Entries from a pointing dataset
══════════
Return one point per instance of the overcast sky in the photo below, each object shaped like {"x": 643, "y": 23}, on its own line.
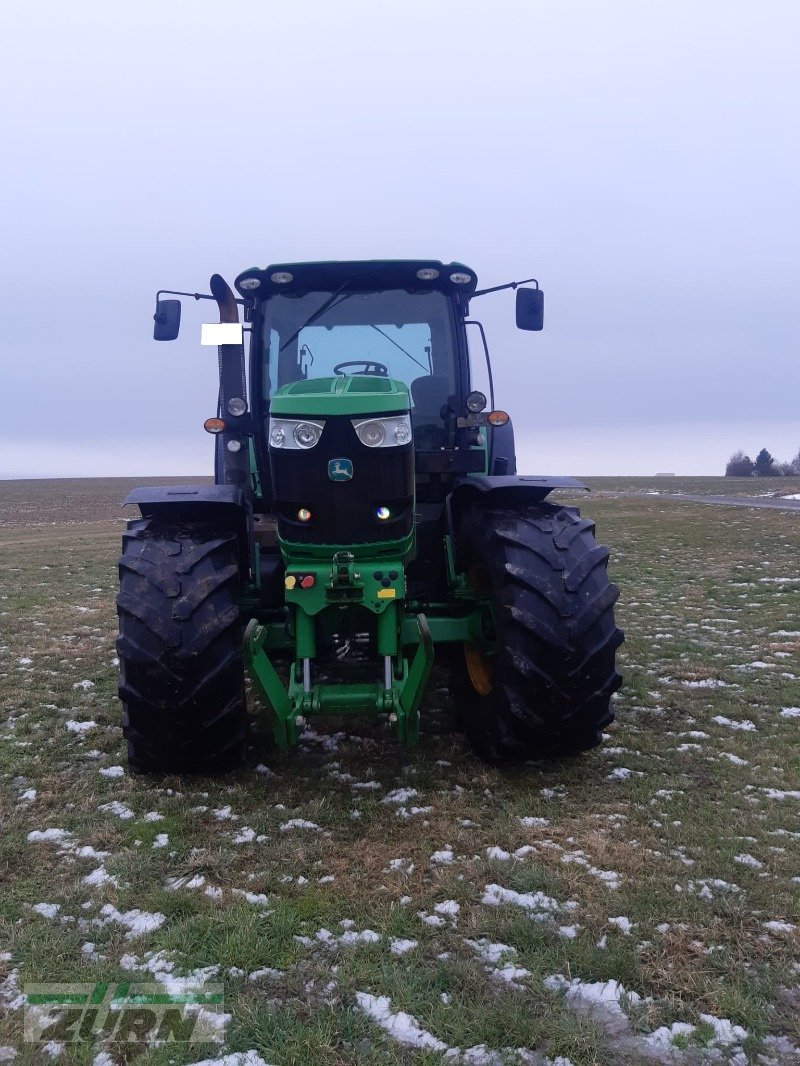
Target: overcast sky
{"x": 639, "y": 157}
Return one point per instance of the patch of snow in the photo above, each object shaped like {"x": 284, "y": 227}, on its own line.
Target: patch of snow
{"x": 399, "y": 1024}
{"x": 400, "y": 795}
{"x": 619, "y": 774}
{"x": 724, "y": 1031}
{"x": 776, "y": 926}
{"x": 664, "y": 1038}
{"x": 537, "y": 903}
{"x": 116, "y": 808}
{"x": 622, "y": 923}
{"x": 266, "y": 971}
{"x": 244, "y": 836}
{"x": 449, "y": 907}
{"x": 734, "y": 759}
{"x": 745, "y": 726}
{"x": 100, "y": 876}
{"x": 47, "y": 909}
{"x": 603, "y": 996}
{"x": 443, "y": 858}
{"x": 401, "y": 947}
{"x": 138, "y": 922}
{"x": 49, "y": 835}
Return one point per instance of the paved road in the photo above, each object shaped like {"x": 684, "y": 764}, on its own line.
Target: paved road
{"x": 729, "y": 501}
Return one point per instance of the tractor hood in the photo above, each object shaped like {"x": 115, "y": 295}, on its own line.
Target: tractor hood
{"x": 358, "y": 394}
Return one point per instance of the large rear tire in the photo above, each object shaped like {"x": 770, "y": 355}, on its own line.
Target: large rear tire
{"x": 542, "y": 683}
{"x": 181, "y": 675}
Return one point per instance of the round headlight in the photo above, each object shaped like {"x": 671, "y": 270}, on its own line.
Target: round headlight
{"x": 402, "y": 433}
{"x": 306, "y": 434}
{"x": 476, "y": 402}
{"x": 371, "y": 434}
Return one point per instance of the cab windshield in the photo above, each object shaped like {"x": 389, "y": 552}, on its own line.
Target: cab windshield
{"x": 408, "y": 336}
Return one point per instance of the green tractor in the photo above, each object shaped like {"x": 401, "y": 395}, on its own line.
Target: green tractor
{"x": 366, "y": 516}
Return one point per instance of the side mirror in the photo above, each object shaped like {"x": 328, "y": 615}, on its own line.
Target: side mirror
{"x": 529, "y": 309}
{"x": 166, "y": 319}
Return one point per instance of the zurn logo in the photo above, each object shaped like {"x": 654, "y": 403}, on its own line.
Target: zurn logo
{"x": 123, "y": 1012}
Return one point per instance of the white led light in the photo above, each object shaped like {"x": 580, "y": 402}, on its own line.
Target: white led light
{"x": 371, "y": 433}
{"x": 390, "y": 432}
{"x": 306, "y": 434}
{"x": 294, "y": 433}
{"x": 402, "y": 433}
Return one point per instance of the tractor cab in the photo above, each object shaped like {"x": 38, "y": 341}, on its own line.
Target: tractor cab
{"x": 366, "y": 517}
{"x": 402, "y": 321}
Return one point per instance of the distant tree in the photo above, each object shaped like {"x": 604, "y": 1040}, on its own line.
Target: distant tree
{"x": 765, "y": 465}
{"x": 739, "y": 466}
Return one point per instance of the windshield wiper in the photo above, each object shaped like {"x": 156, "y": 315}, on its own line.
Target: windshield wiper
{"x": 393, "y": 341}
{"x": 324, "y": 306}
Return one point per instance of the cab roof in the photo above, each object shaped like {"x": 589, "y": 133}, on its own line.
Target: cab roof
{"x": 357, "y": 275}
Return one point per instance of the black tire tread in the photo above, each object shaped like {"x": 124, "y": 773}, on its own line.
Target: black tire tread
{"x": 555, "y": 665}
{"x": 181, "y": 676}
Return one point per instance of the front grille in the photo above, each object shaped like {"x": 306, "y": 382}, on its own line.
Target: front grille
{"x": 342, "y": 512}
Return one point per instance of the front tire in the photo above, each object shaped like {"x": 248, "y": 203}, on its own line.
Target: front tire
{"x": 181, "y": 674}
{"x": 541, "y": 684}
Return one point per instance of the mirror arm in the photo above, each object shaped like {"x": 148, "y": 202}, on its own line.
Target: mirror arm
{"x": 511, "y": 285}
{"x": 195, "y": 295}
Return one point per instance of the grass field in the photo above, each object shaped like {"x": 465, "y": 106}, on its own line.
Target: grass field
{"x": 363, "y": 905}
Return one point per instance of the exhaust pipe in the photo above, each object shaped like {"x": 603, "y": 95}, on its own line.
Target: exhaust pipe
{"x": 230, "y": 463}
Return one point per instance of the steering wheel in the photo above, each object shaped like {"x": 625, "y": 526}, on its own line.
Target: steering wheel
{"x": 370, "y": 367}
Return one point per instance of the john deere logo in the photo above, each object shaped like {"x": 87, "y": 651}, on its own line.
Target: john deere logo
{"x": 339, "y": 469}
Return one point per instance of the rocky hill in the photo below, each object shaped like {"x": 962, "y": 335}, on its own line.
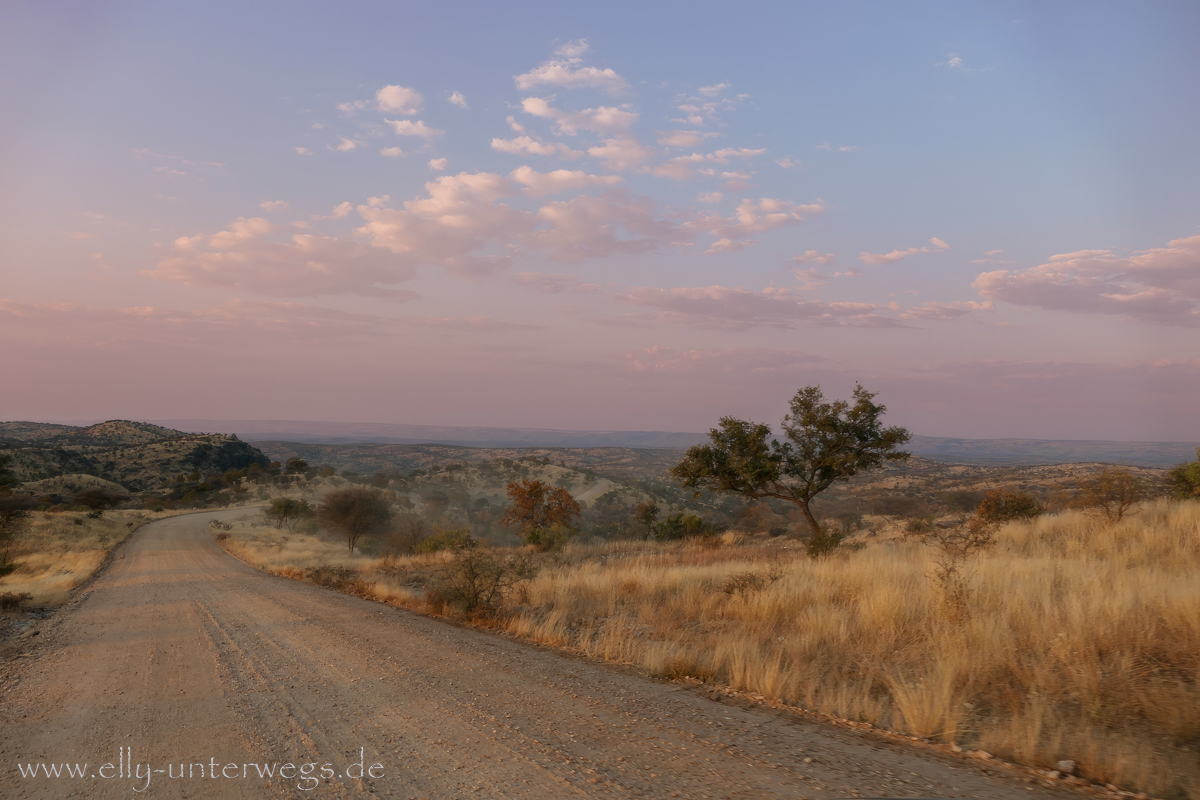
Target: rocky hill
{"x": 137, "y": 455}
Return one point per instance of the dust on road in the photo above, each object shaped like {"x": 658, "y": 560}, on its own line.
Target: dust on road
{"x": 179, "y": 656}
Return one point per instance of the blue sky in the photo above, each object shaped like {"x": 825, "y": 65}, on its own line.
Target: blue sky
{"x": 621, "y": 216}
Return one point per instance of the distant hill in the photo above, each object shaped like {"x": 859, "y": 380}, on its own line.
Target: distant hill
{"x": 414, "y": 434}
{"x": 137, "y": 455}
{"x": 1031, "y": 452}
{"x": 1015, "y": 452}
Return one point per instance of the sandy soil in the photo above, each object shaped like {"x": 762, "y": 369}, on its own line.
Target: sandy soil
{"x": 186, "y": 656}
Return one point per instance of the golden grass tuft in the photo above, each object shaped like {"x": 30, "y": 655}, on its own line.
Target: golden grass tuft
{"x": 54, "y": 554}
{"x": 1079, "y": 639}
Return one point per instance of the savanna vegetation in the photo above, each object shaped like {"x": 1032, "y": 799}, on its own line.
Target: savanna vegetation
{"x": 1039, "y": 615}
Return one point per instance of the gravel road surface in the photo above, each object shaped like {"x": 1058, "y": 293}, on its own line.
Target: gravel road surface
{"x": 184, "y": 673}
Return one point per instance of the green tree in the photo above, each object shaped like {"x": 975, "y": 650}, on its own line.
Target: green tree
{"x": 647, "y": 515}
{"x": 1113, "y": 492}
{"x": 100, "y": 499}
{"x": 354, "y": 512}
{"x": 286, "y": 512}
{"x": 682, "y": 525}
{"x": 1185, "y": 479}
{"x": 823, "y": 443}
{"x": 537, "y": 506}
{"x": 1002, "y": 505}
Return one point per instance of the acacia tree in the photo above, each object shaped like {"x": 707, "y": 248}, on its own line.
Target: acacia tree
{"x": 538, "y": 506}
{"x": 1185, "y": 479}
{"x": 100, "y": 499}
{"x": 287, "y": 512}
{"x": 1113, "y": 493}
{"x": 354, "y": 512}
{"x": 823, "y": 443}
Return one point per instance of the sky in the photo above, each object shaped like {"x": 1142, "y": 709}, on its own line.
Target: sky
{"x": 603, "y": 216}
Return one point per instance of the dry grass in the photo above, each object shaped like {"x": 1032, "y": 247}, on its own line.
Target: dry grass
{"x": 1079, "y": 639}
{"x": 57, "y": 554}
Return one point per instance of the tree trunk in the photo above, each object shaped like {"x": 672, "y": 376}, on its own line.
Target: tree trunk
{"x": 808, "y": 515}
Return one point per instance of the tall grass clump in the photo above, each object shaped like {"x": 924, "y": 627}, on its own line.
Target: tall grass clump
{"x": 1067, "y": 636}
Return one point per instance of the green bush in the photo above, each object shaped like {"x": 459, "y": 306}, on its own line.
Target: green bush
{"x": 550, "y": 539}
{"x": 1001, "y": 505}
{"x": 1185, "y": 479}
{"x": 682, "y": 525}
{"x": 454, "y": 539}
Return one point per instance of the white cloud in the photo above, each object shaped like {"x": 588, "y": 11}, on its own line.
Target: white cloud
{"x": 604, "y": 119}
{"x": 525, "y": 144}
{"x": 622, "y": 152}
{"x": 574, "y": 49}
{"x": 943, "y": 311}
{"x": 751, "y": 218}
{"x": 588, "y": 227}
{"x": 888, "y": 258}
{"x": 683, "y": 138}
{"x": 407, "y": 127}
{"x": 243, "y": 257}
{"x": 1159, "y": 286}
{"x": 814, "y": 257}
{"x": 541, "y": 184}
{"x": 399, "y": 100}
{"x": 567, "y": 70}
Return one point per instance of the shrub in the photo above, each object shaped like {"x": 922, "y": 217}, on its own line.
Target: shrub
{"x": 682, "y": 525}
{"x": 550, "y": 539}
{"x": 454, "y": 539}
{"x": 1001, "y": 505}
{"x": 1111, "y": 493}
{"x": 1185, "y": 479}
{"x": 477, "y": 581}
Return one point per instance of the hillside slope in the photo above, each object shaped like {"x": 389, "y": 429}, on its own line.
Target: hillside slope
{"x": 136, "y": 455}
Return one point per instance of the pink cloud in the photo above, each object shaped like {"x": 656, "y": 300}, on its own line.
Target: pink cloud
{"x": 737, "y": 308}
{"x": 306, "y": 265}
{"x": 751, "y": 218}
{"x": 1158, "y": 286}
{"x": 567, "y": 70}
{"x": 588, "y": 227}
{"x": 559, "y": 180}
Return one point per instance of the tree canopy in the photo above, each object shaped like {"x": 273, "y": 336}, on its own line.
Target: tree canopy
{"x": 822, "y": 443}
{"x": 354, "y": 512}
{"x": 287, "y": 512}
{"x": 538, "y": 506}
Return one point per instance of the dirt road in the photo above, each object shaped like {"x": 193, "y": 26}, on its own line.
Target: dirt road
{"x": 185, "y": 673}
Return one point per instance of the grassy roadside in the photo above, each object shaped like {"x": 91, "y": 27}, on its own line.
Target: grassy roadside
{"x": 60, "y": 551}
{"x": 1079, "y": 639}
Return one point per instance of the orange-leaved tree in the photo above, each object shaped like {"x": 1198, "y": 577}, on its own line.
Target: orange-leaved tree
{"x": 538, "y": 507}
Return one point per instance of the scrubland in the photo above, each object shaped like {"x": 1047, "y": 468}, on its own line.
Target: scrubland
{"x": 1077, "y": 638}
{"x": 59, "y": 551}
══════════
WRITTEN INSTRUCTION:
Can you quote, word for word, everything from the line containing "Return one point per instance of the grassy" down to the end of the data?

ANSWER TO THE PROBLEM:
Return one point per instance of the grassy roadside in the photo above, each object shaped like {"x": 91, "y": 27}, on its own line.
Target: grassy roadside
{"x": 60, "y": 551}
{"x": 1079, "y": 639}
Return one point per instance of the orange-leaved tree in the photo above, each object shaped like {"x": 1198, "y": 577}, on its own line.
Target: orange-leaved tree
{"x": 538, "y": 507}
Return one point per instance of the scrubland in the photo above, each object shaped like {"x": 1047, "y": 468}, on its own line.
Target: scrubland
{"x": 1077, "y": 638}
{"x": 59, "y": 551}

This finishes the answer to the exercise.